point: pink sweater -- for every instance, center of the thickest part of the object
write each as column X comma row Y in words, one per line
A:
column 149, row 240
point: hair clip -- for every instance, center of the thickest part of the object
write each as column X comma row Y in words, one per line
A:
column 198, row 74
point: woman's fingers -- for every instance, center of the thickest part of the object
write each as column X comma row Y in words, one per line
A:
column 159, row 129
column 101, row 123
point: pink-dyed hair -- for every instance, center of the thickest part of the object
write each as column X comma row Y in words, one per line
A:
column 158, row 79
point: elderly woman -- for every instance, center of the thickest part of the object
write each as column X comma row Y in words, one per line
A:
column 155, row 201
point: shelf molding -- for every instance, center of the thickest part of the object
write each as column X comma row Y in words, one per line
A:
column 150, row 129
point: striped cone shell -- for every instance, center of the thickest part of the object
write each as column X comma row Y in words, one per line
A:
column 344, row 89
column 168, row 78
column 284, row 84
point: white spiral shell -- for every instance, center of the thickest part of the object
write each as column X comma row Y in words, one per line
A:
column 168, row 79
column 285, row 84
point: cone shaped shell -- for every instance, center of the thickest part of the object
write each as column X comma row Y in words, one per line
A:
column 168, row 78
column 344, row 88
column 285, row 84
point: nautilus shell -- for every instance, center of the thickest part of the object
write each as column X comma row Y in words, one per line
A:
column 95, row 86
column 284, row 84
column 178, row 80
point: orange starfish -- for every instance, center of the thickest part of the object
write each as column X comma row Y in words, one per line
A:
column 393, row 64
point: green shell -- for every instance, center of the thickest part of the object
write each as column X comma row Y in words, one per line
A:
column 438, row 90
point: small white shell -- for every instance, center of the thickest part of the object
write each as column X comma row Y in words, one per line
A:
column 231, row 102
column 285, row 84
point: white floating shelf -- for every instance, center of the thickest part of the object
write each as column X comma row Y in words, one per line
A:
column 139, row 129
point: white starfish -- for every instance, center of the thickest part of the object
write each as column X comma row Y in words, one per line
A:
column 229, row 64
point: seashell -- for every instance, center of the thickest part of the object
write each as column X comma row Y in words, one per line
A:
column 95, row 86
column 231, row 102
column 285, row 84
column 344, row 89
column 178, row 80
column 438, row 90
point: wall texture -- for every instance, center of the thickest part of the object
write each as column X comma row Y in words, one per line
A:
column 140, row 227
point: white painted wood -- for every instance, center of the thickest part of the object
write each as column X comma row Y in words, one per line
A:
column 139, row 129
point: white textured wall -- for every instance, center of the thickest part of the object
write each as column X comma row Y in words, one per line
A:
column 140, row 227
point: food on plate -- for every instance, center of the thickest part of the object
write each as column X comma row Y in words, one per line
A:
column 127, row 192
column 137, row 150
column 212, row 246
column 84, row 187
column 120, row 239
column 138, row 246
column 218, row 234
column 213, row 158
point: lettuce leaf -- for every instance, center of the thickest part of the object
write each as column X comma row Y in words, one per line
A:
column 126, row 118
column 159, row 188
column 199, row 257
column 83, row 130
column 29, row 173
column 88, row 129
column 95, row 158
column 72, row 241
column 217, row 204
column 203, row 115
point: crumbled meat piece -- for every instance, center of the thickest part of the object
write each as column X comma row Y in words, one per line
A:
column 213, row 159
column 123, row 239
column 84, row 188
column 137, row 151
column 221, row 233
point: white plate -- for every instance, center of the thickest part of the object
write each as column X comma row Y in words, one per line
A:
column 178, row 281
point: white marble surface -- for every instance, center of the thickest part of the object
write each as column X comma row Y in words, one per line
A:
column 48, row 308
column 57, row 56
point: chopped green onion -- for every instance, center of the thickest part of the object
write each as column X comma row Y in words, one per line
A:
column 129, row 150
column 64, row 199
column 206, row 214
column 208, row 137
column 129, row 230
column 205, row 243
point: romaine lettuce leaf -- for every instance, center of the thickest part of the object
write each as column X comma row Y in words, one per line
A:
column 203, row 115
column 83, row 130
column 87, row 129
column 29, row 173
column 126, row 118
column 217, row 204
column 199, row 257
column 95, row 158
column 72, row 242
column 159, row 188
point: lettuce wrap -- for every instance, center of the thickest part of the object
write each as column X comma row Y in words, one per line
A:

Task requirements |
Return each entry from above without altering a single character.

Task output |
point: pink sweater -- for every instance, center of the thickest part of the object
write each as column X comma row Y in words, one per line
A:
column 149, row 240
point: hair clip -- for every instance, center of the thickest part of the object
write each as column X comma row Y in words, one per line
A:
column 198, row 74
point: woman's fingers -- for every instance, center of the thickest part of the object
write each as column X comma row Y in words, one per line
A:
column 159, row 129
column 101, row 123
point: pink-dyed hair -- for every instance, center of the thickest part of the object
write each as column X comma row Y in words, one per line
A:
column 158, row 79
point: elderly woman -- for every instance, center of the thickest part of the object
write each as column X comma row Y in words, one per line
A:
column 155, row 201
point: shelf molding -- for every instance, center of the thickest part of the object
write each as column X comma row Y in words, one per line
A:
column 150, row 129
point: striped cone shell -- for every instance, center of the thickest part of the object
write each as column X comma row Y in words, one per line
A:
column 344, row 89
column 168, row 78
column 284, row 84
point: white spiral shell -- for every instance, center of the thickest part of the object
write each as column X comma row Y in words, one per line
A:
column 168, row 79
column 285, row 84
point: cone shaped shell -- for every instance, center of the thickest part of the object
write each as column X comma row Y in words, one per line
A:
column 168, row 78
column 344, row 88
column 285, row 84
point: nautilus shell -- for every instance, center of the thickest part of the object
write each as column X comma row Y in words, one per line
A:
column 95, row 86
column 284, row 84
column 178, row 80
point: orange starfish -- for every instance, center of the thickest part of the object
write each as column X comma row Y in words, one per line
A:
column 393, row 64
point: green shell -- for every instance, center of the thickest part of the object
write each as column X comma row Y in words, one per line
A:
column 438, row 90
point: small white shell -- for every instance, center of the thickest part of the object
write each as column X comma row Y in words, one per line
A:
column 231, row 102
column 285, row 84
point: white floating shelf -- for every instance, center of the thickest part of the object
write each as column X comma row Y in words, one per line
A:
column 139, row 129
point: white starfish -- for every instance, center of the thickest part of the object
write each as column X comma row Y in words, one per line
A:
column 229, row 64
point: seashell -- for every instance, center of the thickest part of the object
write each as column X comma row Y in words, one per line
A:
column 95, row 86
column 231, row 102
column 285, row 84
column 344, row 89
column 178, row 80
column 438, row 90
point: wall texture -- for every instance, center of the thickest part of the object
write each as column X comma row Y in words, one per line
A:
column 140, row 227
point: white painted wood -- for every instance, center of the thickest part of the object
write each as column X comma row Y in words, one per line
A:
column 139, row 129
point: white textured wall -- for every instance, center of the thickest part of the object
write each as column X comma row Y in words, one per line
A:
column 140, row 227
point: food on plate -- for every instance, center of the thickest part of the object
write each as column X comma row Y in words, one per line
A:
column 127, row 192
column 137, row 150
column 212, row 246
column 84, row 187
column 120, row 239
column 138, row 246
column 218, row 234
column 213, row 158
point: lettuce leaf -- for every instance, center of the thickest part of the object
write each as column X comma row Y in words, one per line
A:
column 126, row 118
column 159, row 188
column 199, row 257
column 83, row 130
column 29, row 173
column 88, row 129
column 95, row 158
column 72, row 241
column 217, row 204
column 203, row 115
point: crumbled meat piece -- for every instance, center of the thickest part of the object
write each as column X comma row Y in words, one per line
A:
column 213, row 159
column 123, row 239
column 84, row 188
column 137, row 151
column 221, row 233
point: white plate -- for every instance, center of the thickest part of the object
write each as column X comma row Y in words, one per line
A:
column 178, row 281
point: white marble surface -- for every instance, center of the thickest part of the object
write each as column X comma row Y in words, one per line
A:
column 48, row 308
column 57, row 56
point: chopped green onion -- for every instance, center of the thickest part of the object
write each as column X comma row Y in words, one per line
A:
column 129, row 150
column 64, row 199
column 206, row 214
column 208, row 137
column 129, row 230
column 205, row 243
point: romaine lettuce leaf -- for every instance, center of the thickest part of the object
write each as column X comma row Y in words, one per line
A:
column 203, row 115
column 83, row 130
column 87, row 129
column 29, row 173
column 126, row 118
column 217, row 204
column 199, row 257
column 95, row 158
column 72, row 242
column 159, row 188
point: lettuce wrap -- for every instance, center of the thickest part of the object
write each as column X comma row Y in words, one per line
A:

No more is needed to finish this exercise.